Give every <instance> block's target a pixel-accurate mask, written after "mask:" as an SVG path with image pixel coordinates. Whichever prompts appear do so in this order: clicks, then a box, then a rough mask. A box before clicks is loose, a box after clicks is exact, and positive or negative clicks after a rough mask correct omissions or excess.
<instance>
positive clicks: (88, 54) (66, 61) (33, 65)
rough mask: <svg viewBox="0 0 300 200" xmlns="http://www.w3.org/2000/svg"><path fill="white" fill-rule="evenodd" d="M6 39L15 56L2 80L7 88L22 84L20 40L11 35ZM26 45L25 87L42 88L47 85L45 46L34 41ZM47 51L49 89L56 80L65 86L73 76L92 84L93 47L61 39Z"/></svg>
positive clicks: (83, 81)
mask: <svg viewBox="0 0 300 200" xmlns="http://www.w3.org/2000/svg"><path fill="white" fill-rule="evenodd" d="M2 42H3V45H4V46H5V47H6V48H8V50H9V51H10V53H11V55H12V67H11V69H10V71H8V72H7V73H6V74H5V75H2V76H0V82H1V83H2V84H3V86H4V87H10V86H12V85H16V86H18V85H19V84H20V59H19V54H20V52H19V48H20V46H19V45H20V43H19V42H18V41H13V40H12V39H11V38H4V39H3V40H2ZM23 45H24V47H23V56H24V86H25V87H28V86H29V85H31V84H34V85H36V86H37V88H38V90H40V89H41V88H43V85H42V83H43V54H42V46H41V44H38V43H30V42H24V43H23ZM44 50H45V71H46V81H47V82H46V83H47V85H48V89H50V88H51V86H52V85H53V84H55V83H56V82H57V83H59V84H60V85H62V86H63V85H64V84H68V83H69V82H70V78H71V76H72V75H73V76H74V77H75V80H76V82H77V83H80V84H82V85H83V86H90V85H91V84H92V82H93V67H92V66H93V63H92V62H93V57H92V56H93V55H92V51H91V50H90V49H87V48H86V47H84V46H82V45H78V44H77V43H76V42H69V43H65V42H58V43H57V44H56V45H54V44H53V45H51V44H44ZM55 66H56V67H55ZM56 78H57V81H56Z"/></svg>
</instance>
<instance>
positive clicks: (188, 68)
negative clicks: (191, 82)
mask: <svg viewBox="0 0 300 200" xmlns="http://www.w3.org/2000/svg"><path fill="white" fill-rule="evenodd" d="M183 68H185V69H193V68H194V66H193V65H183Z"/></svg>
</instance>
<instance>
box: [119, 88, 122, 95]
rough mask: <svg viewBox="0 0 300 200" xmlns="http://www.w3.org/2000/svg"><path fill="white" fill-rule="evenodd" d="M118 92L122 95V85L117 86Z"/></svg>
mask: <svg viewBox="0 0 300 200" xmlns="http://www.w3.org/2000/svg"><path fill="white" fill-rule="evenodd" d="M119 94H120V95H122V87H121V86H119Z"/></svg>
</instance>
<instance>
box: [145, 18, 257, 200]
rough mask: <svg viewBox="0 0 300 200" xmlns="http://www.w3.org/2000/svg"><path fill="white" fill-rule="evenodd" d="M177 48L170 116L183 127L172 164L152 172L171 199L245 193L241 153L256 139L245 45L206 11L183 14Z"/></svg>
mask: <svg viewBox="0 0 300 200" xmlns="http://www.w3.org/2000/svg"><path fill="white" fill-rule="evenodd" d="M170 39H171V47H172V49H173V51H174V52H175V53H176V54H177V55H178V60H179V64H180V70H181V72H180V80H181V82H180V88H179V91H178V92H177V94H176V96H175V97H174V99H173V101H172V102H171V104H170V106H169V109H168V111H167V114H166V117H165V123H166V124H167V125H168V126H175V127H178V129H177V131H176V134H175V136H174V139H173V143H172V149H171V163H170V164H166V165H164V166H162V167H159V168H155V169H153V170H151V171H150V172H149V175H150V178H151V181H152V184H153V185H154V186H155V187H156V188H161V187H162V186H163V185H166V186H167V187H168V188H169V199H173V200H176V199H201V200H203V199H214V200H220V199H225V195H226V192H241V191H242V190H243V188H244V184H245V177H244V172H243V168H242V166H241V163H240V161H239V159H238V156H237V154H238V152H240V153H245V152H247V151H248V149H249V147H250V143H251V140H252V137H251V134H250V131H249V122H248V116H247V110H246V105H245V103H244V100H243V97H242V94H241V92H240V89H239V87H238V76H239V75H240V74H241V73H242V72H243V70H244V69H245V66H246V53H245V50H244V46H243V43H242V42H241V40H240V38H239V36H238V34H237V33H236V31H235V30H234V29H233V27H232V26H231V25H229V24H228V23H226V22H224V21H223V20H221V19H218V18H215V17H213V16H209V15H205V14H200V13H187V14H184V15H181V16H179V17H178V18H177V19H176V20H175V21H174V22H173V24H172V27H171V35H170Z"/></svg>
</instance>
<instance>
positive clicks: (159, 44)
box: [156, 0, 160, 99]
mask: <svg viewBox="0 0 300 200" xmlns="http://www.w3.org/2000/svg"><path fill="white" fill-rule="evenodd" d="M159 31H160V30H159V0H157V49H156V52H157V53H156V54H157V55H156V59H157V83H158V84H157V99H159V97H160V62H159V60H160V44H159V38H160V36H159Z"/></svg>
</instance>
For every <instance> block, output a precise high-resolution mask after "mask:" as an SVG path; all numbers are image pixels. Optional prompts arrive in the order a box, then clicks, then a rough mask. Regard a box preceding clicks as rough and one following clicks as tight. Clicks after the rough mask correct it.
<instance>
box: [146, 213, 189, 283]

> [PROBLEM TO WORK ON]:
Can you convert the lines above into a numbered list, leaving out any blank lines?

> [TASK SOLUTION]:
1. Give every <instance> block's target a pixel-accurate mask, written after "mask:" as an SVG path with image pixel coordinates. Whichever prompts appear do so in this order: clicks, then a box, then a rough mask. A box before clicks is loose, a box after clicks is exact, and positive or negative clicks after a rough mask correct omissions or excess.
2. <instance>
3. positive clicks: (88, 54) (66, 61) (33, 65)
4. rough mask: <svg viewBox="0 0 300 200" xmlns="http://www.w3.org/2000/svg"><path fill="white" fill-rule="evenodd" d="M6 39L15 56L2 80L7 88L22 84L20 40L11 35ZM26 45L25 87L42 88L47 85L45 46L34 41ZM47 51L49 89L56 80L65 86L73 76L92 84L93 47L61 39Z"/></svg>
5. positive clicks: (83, 81)
6. mask: <svg viewBox="0 0 300 200" xmlns="http://www.w3.org/2000/svg"><path fill="white" fill-rule="evenodd" d="M2 42H3V45H4V46H5V47H6V48H8V50H9V51H10V53H11V55H12V67H11V69H10V71H8V72H7V73H6V74H5V75H2V76H0V82H1V83H2V84H3V86H4V87H10V86H12V85H16V86H18V85H19V84H20V59H19V54H20V52H19V48H20V46H19V45H20V43H19V42H18V41H13V40H12V39H11V38H4V39H3V40H2ZM23 45H24V47H23V56H24V86H25V87H28V86H29V85H31V84H34V85H36V86H37V88H38V90H40V89H41V88H43V85H42V83H43V54H42V46H41V44H38V43H30V42H24V43H23ZM44 50H45V71H46V81H47V82H46V83H47V85H48V89H50V88H51V86H52V85H53V84H55V83H56V82H57V83H59V84H60V85H62V86H63V85H64V84H68V83H69V82H70V78H71V76H72V75H73V76H74V77H75V80H76V82H77V83H80V84H82V85H83V86H90V85H91V84H92V82H93V67H92V66H93V63H92V62H93V57H92V56H93V55H92V51H91V50H90V49H87V48H86V47H84V46H82V45H78V44H77V43H76V42H69V43H65V42H58V43H57V44H56V45H54V44H53V45H51V44H44ZM55 66H56V67H55ZM56 78H57V81H56Z"/></svg>
7. </instance>
8. <instance>
9. positive clicks: (188, 68)
10. negative clicks: (191, 82)
11. mask: <svg viewBox="0 0 300 200" xmlns="http://www.w3.org/2000/svg"><path fill="white" fill-rule="evenodd" d="M183 68H185V69H193V68H194V66H193V65H183Z"/></svg>
12. </instance>
13. <instance>
14. box: [119, 88, 122, 95]
15. rough mask: <svg viewBox="0 0 300 200" xmlns="http://www.w3.org/2000/svg"><path fill="white" fill-rule="evenodd" d="M118 92L122 95V85L117 86Z"/></svg>
16. mask: <svg viewBox="0 0 300 200" xmlns="http://www.w3.org/2000/svg"><path fill="white" fill-rule="evenodd" d="M119 94H120V95H122V87H121V86H119Z"/></svg>
17. </instance>
18. <instance>
19. box: [145, 18, 257, 200]
20. rough mask: <svg viewBox="0 0 300 200" xmlns="http://www.w3.org/2000/svg"><path fill="white" fill-rule="evenodd" d="M177 48L170 116L183 127L172 164L152 172L171 199L245 193L241 153L256 139L245 45L206 11L183 14Z"/></svg>
21. mask: <svg viewBox="0 0 300 200" xmlns="http://www.w3.org/2000/svg"><path fill="white" fill-rule="evenodd" d="M170 39H171V47H172V49H173V51H174V52H175V53H176V54H177V55H178V60H179V64H180V70H181V72H180V80H181V82H180V88H179V91H178V92H177V94H176V96H175V97H174V99H173V101H172V102H171V104H170V106H169V109H168V111H167V114H166V117H165V123H166V124H167V125H168V126H175V127H178V129H177V131H176V134H175V136H174V139H173V143H172V149H171V163H170V164H166V165H164V166H162V167H159V168H155V169H153V170H151V171H150V172H149V175H150V178H151V181H152V184H153V185H154V186H155V187H156V188H161V187H162V186H163V185H166V186H167V187H168V188H169V199H173V200H176V199H201V200H203V199H214V200H220V199H225V195H226V192H241V191H242V190H243V188H244V184H245V177H244V172H243V168H242V166H241V163H240V161H239V159H238V156H237V154H238V152H240V153H245V152H247V151H248V149H249V147H250V143H251V140H252V137H251V134H250V131H249V122H248V116H247V110H246V105H245V103H244V100H243V97H242V94H241V92H240V89H239V87H238V76H239V75H240V74H241V73H242V72H243V70H244V69H245V66H246V53H245V50H244V46H243V43H242V42H241V40H240V38H239V36H238V34H237V33H236V31H235V30H234V29H233V27H232V26H231V25H229V24H228V23H226V22H224V21H223V20H221V19H218V18H215V17H213V16H209V15H205V14H200V13H187V14H184V15H181V16H179V17H178V18H177V19H176V20H175V21H174V22H173V24H172V27H171V35H170Z"/></svg>
22. </instance>
23. <instance>
24. positive clicks: (159, 44)
25. box: [156, 0, 160, 99]
26. mask: <svg viewBox="0 0 300 200" xmlns="http://www.w3.org/2000/svg"><path fill="white" fill-rule="evenodd" d="M159 31H160V30H159V0H157V49H156V52H157V53H156V54H157V55H156V59H157V83H158V84H157V99H159V97H160V62H159V60H160V44H159V38H160V36H159Z"/></svg>
27. </instance>
28. For every <instance> block, output a precise high-resolution mask after "mask:" as an SVG path; all numbers are image pixels. Optional prompts arrive in the order a box, then clicks, then a rough mask. Regard a box preceding clicks as rough and one following clicks as tight. Clicks after the rough mask correct it.
29. <instance>
30. box: [146, 213, 189, 283]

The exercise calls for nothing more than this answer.